= Task to complete =
Take the data that follows and return it exactly.

= Information provided =
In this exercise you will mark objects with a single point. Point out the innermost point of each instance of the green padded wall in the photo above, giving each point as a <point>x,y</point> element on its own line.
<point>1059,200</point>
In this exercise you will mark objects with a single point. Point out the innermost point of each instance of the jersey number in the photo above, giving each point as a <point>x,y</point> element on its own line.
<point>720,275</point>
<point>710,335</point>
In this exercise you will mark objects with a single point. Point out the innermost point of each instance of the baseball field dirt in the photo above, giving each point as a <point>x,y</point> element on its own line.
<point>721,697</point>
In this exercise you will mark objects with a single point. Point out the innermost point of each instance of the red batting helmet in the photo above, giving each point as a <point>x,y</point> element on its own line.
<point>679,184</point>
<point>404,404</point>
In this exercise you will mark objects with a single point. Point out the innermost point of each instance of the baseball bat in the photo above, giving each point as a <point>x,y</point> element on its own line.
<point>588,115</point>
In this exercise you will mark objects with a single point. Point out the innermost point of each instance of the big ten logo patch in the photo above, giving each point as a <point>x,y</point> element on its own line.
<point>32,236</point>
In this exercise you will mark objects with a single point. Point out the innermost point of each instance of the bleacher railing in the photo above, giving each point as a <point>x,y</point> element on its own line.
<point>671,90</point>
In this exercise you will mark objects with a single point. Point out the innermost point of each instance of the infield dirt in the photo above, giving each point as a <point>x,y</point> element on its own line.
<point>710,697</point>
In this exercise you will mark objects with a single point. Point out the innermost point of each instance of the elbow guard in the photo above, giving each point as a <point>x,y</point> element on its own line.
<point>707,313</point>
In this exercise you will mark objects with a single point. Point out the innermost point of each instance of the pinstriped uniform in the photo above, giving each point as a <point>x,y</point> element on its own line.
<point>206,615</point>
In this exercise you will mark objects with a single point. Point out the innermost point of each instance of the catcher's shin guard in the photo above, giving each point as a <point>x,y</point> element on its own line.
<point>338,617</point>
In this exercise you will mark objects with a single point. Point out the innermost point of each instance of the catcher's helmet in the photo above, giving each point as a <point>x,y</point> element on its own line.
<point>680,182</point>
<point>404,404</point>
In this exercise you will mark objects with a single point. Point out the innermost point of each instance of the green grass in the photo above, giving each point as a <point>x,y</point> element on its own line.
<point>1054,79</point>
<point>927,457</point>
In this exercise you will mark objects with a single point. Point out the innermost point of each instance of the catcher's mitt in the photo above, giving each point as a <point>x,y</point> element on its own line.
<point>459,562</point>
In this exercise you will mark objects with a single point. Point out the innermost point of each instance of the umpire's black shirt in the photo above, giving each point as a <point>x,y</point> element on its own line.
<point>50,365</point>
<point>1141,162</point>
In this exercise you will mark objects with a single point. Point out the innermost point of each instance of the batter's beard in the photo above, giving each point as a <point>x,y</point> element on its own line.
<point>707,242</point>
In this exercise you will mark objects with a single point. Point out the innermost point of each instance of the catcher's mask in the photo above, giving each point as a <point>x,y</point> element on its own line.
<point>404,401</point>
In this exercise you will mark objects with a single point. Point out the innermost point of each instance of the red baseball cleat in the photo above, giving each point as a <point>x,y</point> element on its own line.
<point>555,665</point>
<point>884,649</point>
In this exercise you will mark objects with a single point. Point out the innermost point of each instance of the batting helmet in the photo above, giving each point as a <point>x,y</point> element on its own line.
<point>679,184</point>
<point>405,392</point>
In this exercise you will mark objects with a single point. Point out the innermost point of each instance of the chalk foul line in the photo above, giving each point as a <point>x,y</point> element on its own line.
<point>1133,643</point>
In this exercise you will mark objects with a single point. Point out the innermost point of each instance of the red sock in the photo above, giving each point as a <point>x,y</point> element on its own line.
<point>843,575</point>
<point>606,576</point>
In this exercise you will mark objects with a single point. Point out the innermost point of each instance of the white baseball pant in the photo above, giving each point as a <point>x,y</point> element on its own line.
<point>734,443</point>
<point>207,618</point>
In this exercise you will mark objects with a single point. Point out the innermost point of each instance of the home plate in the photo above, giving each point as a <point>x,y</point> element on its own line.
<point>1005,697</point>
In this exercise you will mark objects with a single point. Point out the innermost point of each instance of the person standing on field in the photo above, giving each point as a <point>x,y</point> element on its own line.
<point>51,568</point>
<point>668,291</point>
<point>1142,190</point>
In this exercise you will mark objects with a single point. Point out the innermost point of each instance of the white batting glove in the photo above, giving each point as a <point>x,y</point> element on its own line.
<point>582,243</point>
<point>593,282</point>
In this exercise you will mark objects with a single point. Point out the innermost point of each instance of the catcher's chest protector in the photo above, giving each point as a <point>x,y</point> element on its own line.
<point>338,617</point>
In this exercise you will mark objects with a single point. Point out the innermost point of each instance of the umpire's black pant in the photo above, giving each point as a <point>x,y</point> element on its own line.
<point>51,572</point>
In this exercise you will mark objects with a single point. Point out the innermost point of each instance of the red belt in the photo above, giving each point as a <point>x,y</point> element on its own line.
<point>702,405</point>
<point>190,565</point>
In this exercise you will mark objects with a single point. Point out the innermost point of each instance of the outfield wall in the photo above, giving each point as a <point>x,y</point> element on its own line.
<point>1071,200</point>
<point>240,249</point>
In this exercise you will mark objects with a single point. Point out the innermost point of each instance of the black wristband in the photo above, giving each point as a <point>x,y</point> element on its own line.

= Exercise result =
In this exercise you will mark objects with a single point. Point out the innermost point of each instance of the green padded wall in the photo above, giving each point as a <point>x,y</point> element on its own line.
<point>1059,200</point>
In this exercise you will mark objects with a single point. Point out the innermost point of each instance of the jersey number in the photo above, giving each point as a <point>x,y</point> element on its own line.
<point>720,275</point>
<point>710,335</point>
In this exercise you will mark objects with a single point. Point out the innermost point of each instance of the baseball field dirt in the photo above, giving each point as a <point>x,y</point> element on its own line.
<point>721,697</point>
In this exercise you will mark objects with a single point. Point out the innermost point of each instance of the red batting helmet in the photo above, giving each point as a <point>x,y</point> element on its own line.
<point>679,184</point>
<point>404,404</point>
In this exercise you will mark objects with a single point. Point out the innermost point of each instance of the baseball bat in the photo above, giving each point as a <point>x,y</point> element on its own line.
<point>588,115</point>
In this exercise you will mark objects with a single point. Point out the innermost point of each instance of the big ten logo patch in the photo above, giving each point as a <point>x,y</point> element on its own line.
<point>32,236</point>
In this exercise you will mark objects with a single point. Point out the innermost point of each instance of the bleacher railing in the photo above, giving each point as a <point>x,y</point> element on its own line.
<point>671,90</point>
In this exercise you will mark objects with a single point. Point out the innermost point of each instance of the infield dirt in the photo above, giving each point as a <point>x,y</point> element on its own line.
<point>710,697</point>
In this exercise you will mark objects with a single point. Point out the innermost point of each instance of the elbow guard in the photo above, giving each point as a <point>x,y</point> element on its own line.
<point>707,313</point>
In this exercise you will mark objects with a single point. Point out the innermost point of each instance of the pinstriped uniform in the photo above, giving each point as a <point>x,y</point> element on its own line.
<point>206,615</point>
In this exercise you will mark objects with a single point. Point out the innermost point of each instance of the catcher's shin guard in the photo above, giving each point as a <point>x,y</point> element on its own line.
<point>338,617</point>
In this exercise you will mark objects with a single point. Point out the innermost point of each instance of the catcher's helmet in the photo above, giving each point as a <point>x,y</point> element on its own line.
<point>680,182</point>
<point>404,404</point>
In this exercise you will mark objects with a single point. Point out the innermost point of each instance of the green grass in the photo above, giving each point as a <point>x,y</point> element on its own line.
<point>1054,79</point>
<point>927,457</point>
In this exercise you will mark objects with a single point. Point out the innermost point of each instance of the catcher's mitt in the photo above, giving each point as a <point>x,y</point> element on its own line.
<point>459,562</point>
In this exercise you will mark objects with a single point. Point out the innermost point of each instance of the umpire's black shirt in the photo above, giving each point as a <point>x,y</point> element on its own line.
<point>50,365</point>
<point>1141,162</point>
In this exercise you will mark objects with a single point. Point out the innermost point of each instance of the batter's beard in the photo above, giving each point as a <point>x,y</point> element on its own line.
<point>707,242</point>
In this exercise you will mark objects with a single point. Point out the innermost point of each instance of the catcher's mask in the photo above, giving each point as a <point>x,y</point> element on its own line.
<point>404,401</point>
In this exercise you will mark objects with a single point. Point out the innermost point of each instance of the red baseball cleat in the photo above, giving each point as a <point>x,y</point> element on its own line.
<point>555,665</point>
<point>884,649</point>
In this exercise you will mark objects with a single point. Point out the innermost point of each instance of the batting helmet in the photo above, giving each point as a <point>x,y</point> element on its own line.
<point>679,184</point>
<point>405,392</point>
In this exercise you will mark objects with a single point. Point out the innermost point of each instance of the chalk foul line in the photo above, giving each point as a <point>x,y</point> element on its own line.
<point>1133,643</point>
In this exercise you will mark objects with a single point. Point out the innermost point of each instance of the red sock in the photo above, giving each point as a <point>x,y</point> element on its own line.
<point>843,575</point>
<point>606,576</point>
In this exercise you will mark objects with a single point. Point out the innermost point of each instance of the white baseball pant in the photo above, giving each point as a <point>x,y</point> element on its own line.
<point>734,443</point>
<point>207,618</point>
In this exercise you will mark objects with a single point. Point out the innermost point of each instance of the home plate in the photo above, giving each point as a <point>x,y</point> element on its own line.
<point>1005,697</point>
In this exercise you will mark objects with a single point. Point out the innermost point of each instance of the person standing on field in the photo above, giving each point as a <point>x,y</point> element on its own line.
<point>51,568</point>
<point>668,291</point>
<point>1142,190</point>
In this exercise you will mark objects with a single point. Point out the innermost point of each instance of the white batting glove in the photo above, giving each point as a <point>x,y</point> element on its own line.
<point>582,243</point>
<point>593,282</point>
In this exercise you will mark objects with a single point. Point out the innermost point of each instance of the catcher's chest protector in the photo above, giving each point as a <point>x,y</point> element on its own line.
<point>338,617</point>
In this exercise you will mark objects with a single point. Point out the innermost point of each instance of the umpire's black pant in the photo above, giving each point as a <point>x,y</point> element on its own line.
<point>51,572</point>
In this exercise you will mark objects with a single point. Point out the innermost point of each instance of the red belt in the photo above, giving each point as a <point>x,y</point> element on its own line.
<point>702,405</point>
<point>190,565</point>
In this exercise you will mark objects with a single point. Point out the innermost point of each instance of the outfield wall in the photo above, giving each point as a <point>x,y</point> element on its own line.
<point>1071,200</point>
<point>240,249</point>
In this exercise you will mark objects with a single point. Point out the innermost point of each instance of the black wristband in the photo above, giving each point as a <point>x,y</point> element on its own line.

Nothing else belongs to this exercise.